[Collection entries]
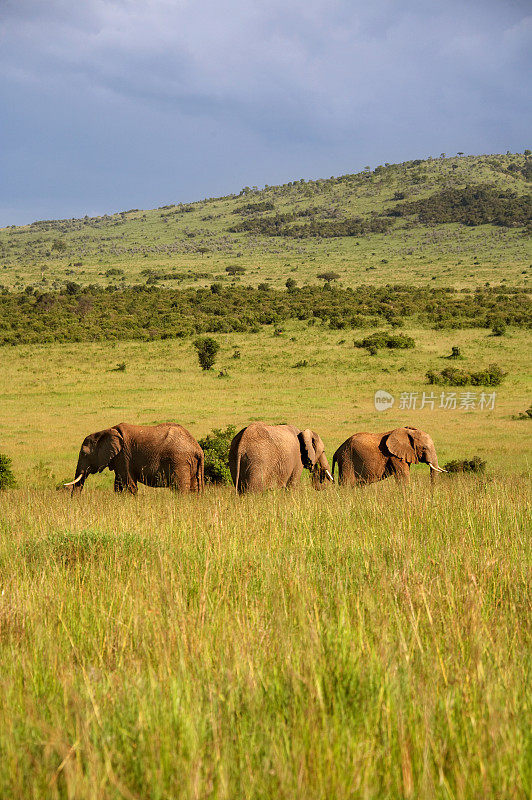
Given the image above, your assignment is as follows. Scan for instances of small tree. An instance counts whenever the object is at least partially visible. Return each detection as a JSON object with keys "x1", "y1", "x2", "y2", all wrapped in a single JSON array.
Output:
[
  {"x1": 199, "y1": 425, "x2": 236, "y2": 483},
  {"x1": 0, "y1": 453, "x2": 16, "y2": 490},
  {"x1": 194, "y1": 336, "x2": 220, "y2": 370}
]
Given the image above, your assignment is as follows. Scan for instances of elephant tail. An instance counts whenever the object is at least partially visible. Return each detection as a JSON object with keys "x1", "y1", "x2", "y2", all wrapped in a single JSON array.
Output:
[
  {"x1": 196, "y1": 450, "x2": 205, "y2": 494},
  {"x1": 235, "y1": 446, "x2": 242, "y2": 494}
]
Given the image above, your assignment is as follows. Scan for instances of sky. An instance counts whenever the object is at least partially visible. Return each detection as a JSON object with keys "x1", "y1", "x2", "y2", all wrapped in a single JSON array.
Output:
[{"x1": 0, "y1": 0, "x2": 532, "y2": 226}]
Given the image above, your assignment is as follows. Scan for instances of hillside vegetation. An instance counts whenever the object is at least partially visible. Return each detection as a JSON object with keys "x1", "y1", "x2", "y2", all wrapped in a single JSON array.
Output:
[{"x1": 0, "y1": 151, "x2": 532, "y2": 290}]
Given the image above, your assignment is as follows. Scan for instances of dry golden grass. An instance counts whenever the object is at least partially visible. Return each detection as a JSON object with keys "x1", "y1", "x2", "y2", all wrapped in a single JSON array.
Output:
[{"x1": 0, "y1": 478, "x2": 531, "y2": 800}]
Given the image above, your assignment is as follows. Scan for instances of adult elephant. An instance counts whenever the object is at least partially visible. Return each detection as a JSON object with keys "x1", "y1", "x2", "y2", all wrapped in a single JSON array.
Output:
[
  {"x1": 229, "y1": 422, "x2": 333, "y2": 493},
  {"x1": 332, "y1": 427, "x2": 446, "y2": 486},
  {"x1": 64, "y1": 422, "x2": 204, "y2": 494}
]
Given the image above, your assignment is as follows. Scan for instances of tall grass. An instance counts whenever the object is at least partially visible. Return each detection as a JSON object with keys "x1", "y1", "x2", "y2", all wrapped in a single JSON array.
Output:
[{"x1": 0, "y1": 476, "x2": 532, "y2": 800}]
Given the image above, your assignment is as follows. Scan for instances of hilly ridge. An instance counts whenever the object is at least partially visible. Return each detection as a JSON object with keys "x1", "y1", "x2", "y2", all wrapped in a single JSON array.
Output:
[{"x1": 0, "y1": 151, "x2": 532, "y2": 291}]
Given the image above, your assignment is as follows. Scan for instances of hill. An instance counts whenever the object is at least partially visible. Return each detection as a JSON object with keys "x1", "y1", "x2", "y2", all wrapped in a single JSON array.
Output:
[{"x1": 0, "y1": 151, "x2": 532, "y2": 291}]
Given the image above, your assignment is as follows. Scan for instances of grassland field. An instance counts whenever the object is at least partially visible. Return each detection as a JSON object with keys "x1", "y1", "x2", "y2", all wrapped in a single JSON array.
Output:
[
  {"x1": 0, "y1": 148, "x2": 532, "y2": 800},
  {"x1": 0, "y1": 322, "x2": 532, "y2": 800},
  {"x1": 0, "y1": 321, "x2": 531, "y2": 484}
]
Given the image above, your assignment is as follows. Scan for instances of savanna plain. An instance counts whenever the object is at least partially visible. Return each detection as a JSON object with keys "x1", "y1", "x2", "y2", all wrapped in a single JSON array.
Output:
[
  {"x1": 0, "y1": 321, "x2": 531, "y2": 798},
  {"x1": 0, "y1": 151, "x2": 532, "y2": 800}
]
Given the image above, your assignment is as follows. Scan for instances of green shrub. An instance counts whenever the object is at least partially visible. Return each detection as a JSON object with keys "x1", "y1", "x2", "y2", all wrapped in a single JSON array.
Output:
[
  {"x1": 194, "y1": 336, "x2": 220, "y2": 370},
  {"x1": 427, "y1": 364, "x2": 506, "y2": 386},
  {"x1": 199, "y1": 425, "x2": 236, "y2": 484},
  {"x1": 0, "y1": 453, "x2": 16, "y2": 490},
  {"x1": 446, "y1": 347, "x2": 463, "y2": 359},
  {"x1": 491, "y1": 320, "x2": 506, "y2": 336},
  {"x1": 444, "y1": 456, "x2": 486, "y2": 473},
  {"x1": 354, "y1": 331, "x2": 416, "y2": 352}
]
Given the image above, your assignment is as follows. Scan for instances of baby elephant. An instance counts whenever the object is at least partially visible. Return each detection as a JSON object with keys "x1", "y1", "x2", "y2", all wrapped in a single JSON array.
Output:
[
  {"x1": 229, "y1": 422, "x2": 333, "y2": 493},
  {"x1": 64, "y1": 422, "x2": 204, "y2": 494},
  {"x1": 332, "y1": 427, "x2": 446, "y2": 486}
]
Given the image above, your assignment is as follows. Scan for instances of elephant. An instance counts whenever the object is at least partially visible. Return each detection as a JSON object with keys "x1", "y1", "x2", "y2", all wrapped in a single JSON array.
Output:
[
  {"x1": 229, "y1": 422, "x2": 333, "y2": 493},
  {"x1": 64, "y1": 422, "x2": 204, "y2": 494},
  {"x1": 332, "y1": 426, "x2": 447, "y2": 486}
]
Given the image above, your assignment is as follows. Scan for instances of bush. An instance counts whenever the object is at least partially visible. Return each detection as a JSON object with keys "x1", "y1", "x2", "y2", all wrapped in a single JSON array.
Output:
[
  {"x1": 0, "y1": 453, "x2": 16, "y2": 490},
  {"x1": 199, "y1": 425, "x2": 236, "y2": 484},
  {"x1": 446, "y1": 347, "x2": 463, "y2": 359},
  {"x1": 354, "y1": 331, "x2": 416, "y2": 352},
  {"x1": 491, "y1": 321, "x2": 506, "y2": 336},
  {"x1": 427, "y1": 364, "x2": 506, "y2": 386},
  {"x1": 194, "y1": 336, "x2": 220, "y2": 370},
  {"x1": 512, "y1": 405, "x2": 532, "y2": 420},
  {"x1": 444, "y1": 456, "x2": 486, "y2": 473}
]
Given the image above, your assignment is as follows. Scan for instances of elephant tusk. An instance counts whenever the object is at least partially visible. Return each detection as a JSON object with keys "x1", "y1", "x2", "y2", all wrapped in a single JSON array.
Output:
[
  {"x1": 429, "y1": 461, "x2": 447, "y2": 472},
  {"x1": 63, "y1": 474, "x2": 83, "y2": 486}
]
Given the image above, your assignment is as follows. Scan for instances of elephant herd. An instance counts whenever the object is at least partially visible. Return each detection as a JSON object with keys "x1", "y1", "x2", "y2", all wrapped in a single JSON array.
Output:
[{"x1": 64, "y1": 422, "x2": 445, "y2": 494}]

◆ **What you need to do**
Substitute "your job is as follows" for "your assignment is as follows" everywhere it occurs in the records above, and reproduce all the records with no other changes. Leave the pictures out of your answer.

◆ **Exercise result**
Given the image above, your job is as follows. Scan for instances of small tree. An instance counts whenever the object is at least partially visible. Return each detection as a JSON object with keys "x1", "y1", "x2", "y2", all wrapped in a single JSON array.
Output:
[
  {"x1": 199, "y1": 425, "x2": 236, "y2": 483},
  {"x1": 0, "y1": 453, "x2": 16, "y2": 490},
  {"x1": 194, "y1": 336, "x2": 220, "y2": 370}
]
Given the image above, your job is as follows. Scan for instances of elephant tail. An instance counts whenever the object is at least partially visible. Return each detection as a JSON object with keys "x1", "y1", "x2", "y2", all wrapped in a single JSON array.
Output:
[
  {"x1": 196, "y1": 450, "x2": 205, "y2": 494},
  {"x1": 235, "y1": 446, "x2": 242, "y2": 494}
]
Given the image above, your job is as follows. Scan for instances of sky. An instance counts whenever the object is at least partially visible. Return each detection as a JSON object with keys "x1", "y1", "x2", "y2", all wrapped in a single JSON array.
Output:
[{"x1": 0, "y1": 0, "x2": 532, "y2": 226}]
Given the image above, your job is as follows. Scan for instances of hillside vegetation. An instance counts whenever the object is at least partially visible. Return each detection as a JSON object with keys "x1", "y1", "x2", "y2", all wrapped in a single JSON array.
Output:
[{"x1": 0, "y1": 151, "x2": 532, "y2": 290}]
Given the image above, your job is as follows. Scan for instances of dry golden grass. An instance counts whenever the object is at least partially visible. Return each detection as a JSON object with keys "x1", "y1", "x2", "y2", all wrapped in a single JSON array.
Output:
[{"x1": 0, "y1": 478, "x2": 531, "y2": 800}]
Given the image above, your job is as follows. Scan for instances of adult elephant. An instance counts whenever the object is at least partially visible. Return each detection as a JSON object with keys "x1", "y1", "x2", "y2", all wrapped in a single JSON array.
Output:
[
  {"x1": 229, "y1": 422, "x2": 333, "y2": 493},
  {"x1": 332, "y1": 427, "x2": 446, "y2": 486},
  {"x1": 64, "y1": 422, "x2": 204, "y2": 494}
]
Given the image above, your job is as follows. Scan for instances of tall grass. An instance counts whenever the object is at least partially visible. Return each detection as a JSON object with keys "x1", "y1", "x2", "y2", all wrapped in a single JSON array.
Output:
[{"x1": 0, "y1": 476, "x2": 532, "y2": 800}]
Given the image above, your job is as follows. Scan for instances of hilly ridge. An instance counts whenever the object is at least partially visible. Return each detection as a JSON object with keys "x1", "y1", "x2", "y2", all wrapped in a single JSON array.
Output:
[{"x1": 0, "y1": 151, "x2": 532, "y2": 291}]
Given the image above, your job is as follows. Scan for instances of hill. An instance counts whenever the object is at least partially visible. Return each detection as a JSON object with keys "x1", "y1", "x2", "y2", all wrapped in a single JSON array.
Output:
[{"x1": 0, "y1": 151, "x2": 532, "y2": 291}]
Given the image above, your job is as follows. Scan for instances of grassland field. An instance counts whenever the object is at least partially visible. Return each detection as a JSON object with keys "x1", "y1", "x2", "y2", all wrapped in a single JSON array.
Output:
[
  {"x1": 0, "y1": 148, "x2": 532, "y2": 800},
  {"x1": 0, "y1": 322, "x2": 532, "y2": 800},
  {"x1": 0, "y1": 321, "x2": 531, "y2": 484}
]
Given the image above, your job is as follows. Scan for instances of savanna plain. An instance counts whenever the object is at least partially visible. Return each detection as a JSON object with keys "x1", "y1", "x2", "y2", all wrapped in a single JSON array.
Output:
[
  {"x1": 0, "y1": 321, "x2": 531, "y2": 798},
  {"x1": 0, "y1": 151, "x2": 532, "y2": 800}
]
Given the image above, your job is as follows. Scan for instances of green shrub. An instance counts whenever the object is at least partially visible. Return each detection as a JSON object with keys "x1", "y1", "x2", "y2", all wrapped in a single JSON array.
Output:
[
  {"x1": 194, "y1": 336, "x2": 220, "y2": 370},
  {"x1": 427, "y1": 364, "x2": 506, "y2": 386},
  {"x1": 199, "y1": 425, "x2": 236, "y2": 484},
  {"x1": 0, "y1": 453, "x2": 16, "y2": 490},
  {"x1": 446, "y1": 347, "x2": 463, "y2": 359},
  {"x1": 491, "y1": 320, "x2": 506, "y2": 336},
  {"x1": 444, "y1": 456, "x2": 486, "y2": 473},
  {"x1": 354, "y1": 331, "x2": 416, "y2": 352}
]
Given the image above, your job is as follows. Scan for instances of baby elephant. An instance counts whenever the object is at least partially visible. Return each detection as a JSON object with keys "x1", "y1", "x2", "y2", all wrapped in a single JSON array.
Output:
[
  {"x1": 229, "y1": 422, "x2": 333, "y2": 493},
  {"x1": 64, "y1": 422, "x2": 204, "y2": 494},
  {"x1": 332, "y1": 427, "x2": 446, "y2": 486}
]
Given the image above, your job is as follows. Scan for instances of elephant. An instance counts whenever the object is at least partially visible. Return each detection as a JSON object with keys "x1", "y1", "x2", "y2", all wrapped in a single JSON array.
Output:
[
  {"x1": 229, "y1": 422, "x2": 333, "y2": 493},
  {"x1": 64, "y1": 422, "x2": 204, "y2": 494},
  {"x1": 332, "y1": 426, "x2": 447, "y2": 486}
]
Given the image above, your job is as follows. Scan for instances of bush. An instance counts whenever the object is at least partially visible. Return each detection as a JSON object with keys "x1", "y1", "x2", "y2", all wrapped in a single JSON array.
Output:
[
  {"x1": 0, "y1": 453, "x2": 16, "y2": 490},
  {"x1": 199, "y1": 425, "x2": 236, "y2": 484},
  {"x1": 446, "y1": 347, "x2": 463, "y2": 359},
  {"x1": 354, "y1": 331, "x2": 416, "y2": 352},
  {"x1": 491, "y1": 321, "x2": 506, "y2": 336},
  {"x1": 427, "y1": 364, "x2": 506, "y2": 386},
  {"x1": 194, "y1": 336, "x2": 220, "y2": 370},
  {"x1": 512, "y1": 405, "x2": 532, "y2": 420},
  {"x1": 444, "y1": 456, "x2": 486, "y2": 473}
]
Given the image above, your job is as follows. Scan for instances of elephant tusk. An instance counts whenever the object is at least partially visible. Return each detection as a JSON object with keys "x1", "y1", "x2", "y2", all wrapped in a single JSON array.
Output:
[
  {"x1": 429, "y1": 461, "x2": 447, "y2": 472},
  {"x1": 63, "y1": 474, "x2": 83, "y2": 486}
]
Given the image above, your job is as follows. Scan for instances of elephant herd. An instance counts whenever the object is at least partially visible. Return each detection as a JSON object with keys "x1", "y1", "x2", "y2", all wrapped in a single JSON array.
Output:
[{"x1": 64, "y1": 422, "x2": 445, "y2": 494}]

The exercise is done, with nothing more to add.